-- START Input rows --

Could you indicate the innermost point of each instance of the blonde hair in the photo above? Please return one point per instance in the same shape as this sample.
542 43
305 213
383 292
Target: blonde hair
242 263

-- END Input rows --

Rewrite every line of the material, requests included. Scale each coordinate in the answers by 2.6 and round to whole numbers, with halves going up. Leave the requests and their sample values unchanged.

Task response:
Could you indicate the innermost point of each instance of the blonde hair in the photo above? Please return one point per instance in the same shape as this sample.
542 43
305 213
383 292
Target: blonde hair
629 684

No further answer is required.